(Task inputs)
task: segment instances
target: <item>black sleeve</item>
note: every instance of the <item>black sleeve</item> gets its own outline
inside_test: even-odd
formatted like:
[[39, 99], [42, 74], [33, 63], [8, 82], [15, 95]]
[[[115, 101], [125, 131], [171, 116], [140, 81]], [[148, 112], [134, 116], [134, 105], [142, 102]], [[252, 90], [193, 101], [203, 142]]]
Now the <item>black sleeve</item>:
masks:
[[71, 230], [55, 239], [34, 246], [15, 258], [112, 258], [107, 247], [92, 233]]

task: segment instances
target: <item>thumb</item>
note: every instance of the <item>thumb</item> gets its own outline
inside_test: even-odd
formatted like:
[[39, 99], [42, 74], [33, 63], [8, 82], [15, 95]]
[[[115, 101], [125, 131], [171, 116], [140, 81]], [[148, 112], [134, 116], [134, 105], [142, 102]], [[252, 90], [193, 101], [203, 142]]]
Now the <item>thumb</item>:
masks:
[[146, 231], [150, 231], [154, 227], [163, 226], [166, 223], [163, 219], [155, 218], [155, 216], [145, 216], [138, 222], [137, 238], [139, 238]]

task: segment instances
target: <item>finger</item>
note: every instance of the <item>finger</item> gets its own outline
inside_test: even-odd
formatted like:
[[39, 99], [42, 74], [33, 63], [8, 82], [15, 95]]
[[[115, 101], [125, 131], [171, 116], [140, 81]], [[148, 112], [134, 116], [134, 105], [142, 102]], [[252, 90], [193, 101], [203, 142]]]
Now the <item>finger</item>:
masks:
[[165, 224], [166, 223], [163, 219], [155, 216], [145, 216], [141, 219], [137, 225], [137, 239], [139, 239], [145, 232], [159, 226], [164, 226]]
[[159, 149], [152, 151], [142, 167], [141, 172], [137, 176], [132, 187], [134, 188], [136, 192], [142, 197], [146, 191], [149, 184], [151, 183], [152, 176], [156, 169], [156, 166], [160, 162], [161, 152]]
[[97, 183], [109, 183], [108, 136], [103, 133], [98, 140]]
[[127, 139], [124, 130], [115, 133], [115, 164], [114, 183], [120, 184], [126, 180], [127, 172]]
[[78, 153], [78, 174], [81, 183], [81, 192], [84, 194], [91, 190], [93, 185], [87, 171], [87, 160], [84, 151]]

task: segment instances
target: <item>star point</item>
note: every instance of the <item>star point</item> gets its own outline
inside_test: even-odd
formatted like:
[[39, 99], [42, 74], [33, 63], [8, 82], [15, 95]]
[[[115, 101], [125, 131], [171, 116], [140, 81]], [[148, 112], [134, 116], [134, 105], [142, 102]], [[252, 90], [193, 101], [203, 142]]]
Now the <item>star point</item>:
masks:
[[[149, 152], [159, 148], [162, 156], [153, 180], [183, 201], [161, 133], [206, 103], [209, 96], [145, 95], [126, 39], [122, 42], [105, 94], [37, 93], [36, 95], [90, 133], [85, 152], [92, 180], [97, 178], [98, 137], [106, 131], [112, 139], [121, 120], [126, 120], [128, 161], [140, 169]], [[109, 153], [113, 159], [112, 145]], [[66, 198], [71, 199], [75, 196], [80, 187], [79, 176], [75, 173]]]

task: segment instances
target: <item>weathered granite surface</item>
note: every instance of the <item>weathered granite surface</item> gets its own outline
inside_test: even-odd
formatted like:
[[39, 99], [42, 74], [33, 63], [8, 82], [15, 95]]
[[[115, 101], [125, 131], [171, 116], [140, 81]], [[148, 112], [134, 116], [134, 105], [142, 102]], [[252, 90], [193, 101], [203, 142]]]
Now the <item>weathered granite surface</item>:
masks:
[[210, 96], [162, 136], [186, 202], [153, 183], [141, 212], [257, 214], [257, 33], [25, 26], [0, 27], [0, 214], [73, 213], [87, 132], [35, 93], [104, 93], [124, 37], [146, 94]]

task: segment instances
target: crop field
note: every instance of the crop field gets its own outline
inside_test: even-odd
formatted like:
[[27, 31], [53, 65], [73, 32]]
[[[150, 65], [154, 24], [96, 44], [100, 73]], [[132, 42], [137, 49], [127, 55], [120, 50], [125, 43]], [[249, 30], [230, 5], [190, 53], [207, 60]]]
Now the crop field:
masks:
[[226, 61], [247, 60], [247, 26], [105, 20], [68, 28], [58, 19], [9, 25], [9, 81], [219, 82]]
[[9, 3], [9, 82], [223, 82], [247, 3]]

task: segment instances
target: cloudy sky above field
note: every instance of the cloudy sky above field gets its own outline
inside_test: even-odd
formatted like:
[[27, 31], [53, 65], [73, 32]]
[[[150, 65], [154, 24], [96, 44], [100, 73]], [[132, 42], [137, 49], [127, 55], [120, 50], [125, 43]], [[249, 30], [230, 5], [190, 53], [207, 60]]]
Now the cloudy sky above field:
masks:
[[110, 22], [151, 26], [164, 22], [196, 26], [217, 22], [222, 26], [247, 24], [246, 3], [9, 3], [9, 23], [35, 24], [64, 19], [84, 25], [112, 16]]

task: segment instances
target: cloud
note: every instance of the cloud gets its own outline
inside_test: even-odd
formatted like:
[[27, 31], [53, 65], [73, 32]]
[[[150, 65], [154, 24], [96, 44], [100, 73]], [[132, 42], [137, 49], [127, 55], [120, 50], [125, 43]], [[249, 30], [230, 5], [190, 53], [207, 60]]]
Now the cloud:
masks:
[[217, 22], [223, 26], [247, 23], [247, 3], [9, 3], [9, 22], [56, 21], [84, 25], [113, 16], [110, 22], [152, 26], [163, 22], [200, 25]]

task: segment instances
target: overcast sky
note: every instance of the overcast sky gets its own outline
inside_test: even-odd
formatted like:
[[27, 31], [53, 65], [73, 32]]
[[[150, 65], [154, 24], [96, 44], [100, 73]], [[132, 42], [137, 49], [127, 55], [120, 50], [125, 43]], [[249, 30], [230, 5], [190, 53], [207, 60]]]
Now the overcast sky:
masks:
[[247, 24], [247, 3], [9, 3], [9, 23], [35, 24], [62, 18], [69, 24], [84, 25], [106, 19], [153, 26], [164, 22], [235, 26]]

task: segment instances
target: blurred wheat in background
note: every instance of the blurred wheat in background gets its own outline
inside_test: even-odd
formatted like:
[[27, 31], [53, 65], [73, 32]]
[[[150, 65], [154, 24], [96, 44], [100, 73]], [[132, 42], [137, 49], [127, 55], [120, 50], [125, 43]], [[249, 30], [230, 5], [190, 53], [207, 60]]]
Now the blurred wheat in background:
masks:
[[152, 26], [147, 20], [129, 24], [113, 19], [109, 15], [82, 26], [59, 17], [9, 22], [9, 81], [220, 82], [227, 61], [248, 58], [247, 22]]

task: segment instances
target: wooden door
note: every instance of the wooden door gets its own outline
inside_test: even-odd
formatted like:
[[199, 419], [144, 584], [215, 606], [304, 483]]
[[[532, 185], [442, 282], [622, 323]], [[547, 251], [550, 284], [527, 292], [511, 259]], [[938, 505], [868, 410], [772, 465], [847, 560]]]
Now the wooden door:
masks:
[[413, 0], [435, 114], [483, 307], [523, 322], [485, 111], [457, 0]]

(What is needed)
Return all of the entries above verbatim, reproducing every line in its original order without any changes.

(Exercise output)
task: segment instances
target: <item>black sleeve</item>
note: every instance of the <item>black sleeve</item> gets its own outline
inside_test: even-odd
formatted like:
[[39, 99], [42, 74], [33, 63], [8, 82], [15, 95]]
[[[115, 101], [125, 131], [171, 116], [140, 81]], [[148, 112], [134, 116], [134, 105], [142, 102]], [[252, 90], [193, 101], [203, 142]]]
Now the <item>black sleeve</item>:
masks:
[[71, 230], [55, 239], [34, 246], [15, 258], [112, 258], [107, 247], [92, 233]]

task: segment instances
target: <item>thumb</item>
note: every instance of the <item>thumb</item> gets its own outline
inside_test: even-odd
formatted like:
[[39, 99], [42, 74], [33, 63], [8, 82], [15, 95]]
[[[115, 101], [125, 131], [171, 116], [140, 81]], [[148, 112], [134, 116], [134, 105], [142, 102]], [[252, 90], [193, 101], [203, 142]]]
Now the <item>thumb</item>:
masks:
[[146, 231], [150, 231], [154, 227], [163, 226], [166, 223], [163, 219], [155, 218], [155, 216], [145, 216], [138, 222], [137, 238], [139, 238]]

task: segment instances
target: <item>finger</item>
note: every instance of the <item>finger</item> gets its own outline
inside_test: even-odd
formatted like:
[[39, 99], [42, 74], [33, 63], [8, 82], [15, 95]]
[[[115, 101], [125, 131], [171, 116], [140, 81]], [[148, 112], [134, 116], [134, 105], [142, 102]], [[252, 90], [193, 101], [203, 142]]]
Now the <item>finger</item>:
masks:
[[165, 224], [166, 223], [163, 219], [155, 216], [145, 216], [141, 219], [137, 225], [137, 239], [139, 239], [145, 232], [159, 226], [164, 226]]
[[159, 149], [152, 151], [142, 167], [141, 172], [137, 176], [132, 187], [134, 188], [136, 192], [142, 197], [146, 191], [149, 184], [151, 183], [152, 176], [156, 169], [156, 166], [160, 162], [161, 152]]
[[97, 183], [109, 183], [108, 136], [103, 133], [98, 140]]
[[127, 139], [124, 130], [115, 133], [115, 164], [114, 183], [120, 184], [126, 180], [127, 172]]
[[78, 153], [78, 174], [81, 183], [81, 192], [84, 194], [91, 190], [93, 185], [87, 171], [87, 160], [84, 151]]

task: segment instances
target: <item>star point</item>
note: every instance of the <item>star point</item> gets its own outline
inside_test: even-odd
formatted like:
[[39, 99], [42, 74], [33, 63], [8, 82], [15, 95]]
[[[115, 101], [125, 131], [171, 116], [140, 81]], [[148, 112], [134, 116], [134, 105], [142, 102]], [[252, 90], [193, 101], [203, 142]]]
Now the <item>star point</item>:
masks:
[[[149, 152], [159, 148], [162, 156], [153, 180], [183, 201], [161, 133], [206, 103], [209, 96], [145, 95], [126, 39], [122, 42], [105, 94], [37, 93], [36, 95], [90, 133], [85, 152], [92, 180], [97, 178], [98, 137], [106, 131], [112, 139], [121, 120], [126, 120], [128, 161], [140, 169]], [[109, 153], [113, 159], [112, 145]], [[66, 198], [71, 199], [75, 196], [80, 187], [79, 176], [75, 173]]]

task: segment instances
target: <item>weathered granite surface</item>
note: every instance of the <item>weathered granite surface</item> gets its own outline
inside_test: even-odd
formatted like:
[[39, 99], [42, 74], [33, 63], [8, 82], [15, 95]]
[[[115, 101], [125, 131], [171, 116], [140, 81]], [[148, 112], [134, 116], [134, 105], [142, 102]], [[252, 90], [193, 101], [203, 142]]]
Now the <item>weathered granite surface</item>:
masks:
[[210, 96], [162, 136], [186, 202], [153, 183], [141, 212], [257, 214], [257, 33], [25, 26], [0, 27], [0, 214], [73, 213], [87, 132], [35, 93], [104, 93], [124, 37], [146, 94]]

task: segment instances
target: crop field
note: every instance of the crop field gets its own outline
inside_test: even-odd
formatted like:
[[27, 31], [53, 65], [73, 32]]
[[[150, 65], [154, 24], [96, 44], [100, 73]], [[132, 42], [137, 49], [127, 55], [120, 50], [125, 43]], [[249, 30], [230, 5], [190, 53], [207, 60]]]
Now the crop field:
masks:
[[226, 61], [247, 60], [247, 26], [105, 20], [68, 28], [58, 19], [9, 25], [9, 81], [219, 82]]
[[9, 3], [9, 82], [223, 82], [247, 3]]

task: segment instances
target: cloudy sky above field
note: every instance of the cloudy sky above field gets its own outline
inside_test: even-odd
formatted like:
[[27, 31], [53, 65], [73, 32]]
[[[150, 65], [154, 24], [96, 44], [100, 73]], [[132, 42], [137, 49], [127, 55], [120, 50], [125, 43]], [[249, 30], [230, 5], [190, 53], [207, 60]]]
Now the cloudy sky above field:
masks:
[[110, 22], [151, 26], [164, 22], [196, 26], [217, 22], [222, 26], [247, 24], [246, 3], [9, 3], [9, 23], [35, 24], [64, 19], [84, 25], [112, 16]]

task: segment instances
target: cloud
note: every instance of the cloud gets its own outline
inside_test: even-odd
formatted like:
[[27, 31], [53, 65], [73, 32]]
[[[150, 65], [154, 24], [96, 44], [100, 73]], [[132, 42], [137, 49], [127, 55], [120, 50], [125, 43]], [[249, 30], [230, 5], [190, 53], [207, 60]]]
Now the cloud:
masks:
[[217, 22], [223, 26], [247, 23], [247, 3], [9, 3], [9, 22], [56, 21], [84, 25], [113, 16], [110, 22], [152, 26], [163, 22], [200, 25]]

task: segment instances
target: overcast sky
note: every instance of the overcast sky gets its own outline
inside_test: even-odd
formatted like:
[[27, 31], [53, 65], [73, 32]]
[[[150, 65], [154, 24], [96, 44], [100, 73]], [[132, 42], [137, 49], [127, 55], [120, 50], [125, 43]], [[249, 30], [230, 5], [190, 53], [207, 60]]]
Now the overcast sky:
masks:
[[247, 24], [247, 3], [9, 3], [9, 23], [35, 24], [62, 18], [69, 24], [84, 25], [106, 19], [153, 26], [164, 22], [235, 26]]

task: segment instances
target: blurred wheat in background
note: every instance of the blurred wheat in background gets its own outline
inside_test: even-odd
formatted like:
[[27, 31], [53, 65], [73, 32]]
[[[150, 65], [154, 24], [96, 44], [100, 73]], [[132, 42], [137, 49], [127, 55], [120, 50], [125, 43]], [[249, 30], [230, 5], [190, 53], [207, 60]]]
Now the blurred wheat in background:
masks:
[[152, 26], [147, 20], [129, 24], [113, 19], [109, 15], [82, 26], [59, 17], [9, 22], [9, 81], [220, 82], [227, 61], [248, 58], [247, 22]]

task: segment instances
target: wooden door
note: every instance of the wooden door gets its own outline
inside_test: even-odd
formatted like:
[[199, 419], [144, 584], [215, 606], [304, 483]]
[[[532, 185], [442, 282], [622, 323]], [[547, 251], [550, 284], [527, 292], [511, 259]], [[938, 505], [868, 410], [772, 465], [847, 560]]]
Now the wooden door:
masks:
[[413, 0], [435, 114], [483, 307], [523, 322], [485, 111], [457, 0]]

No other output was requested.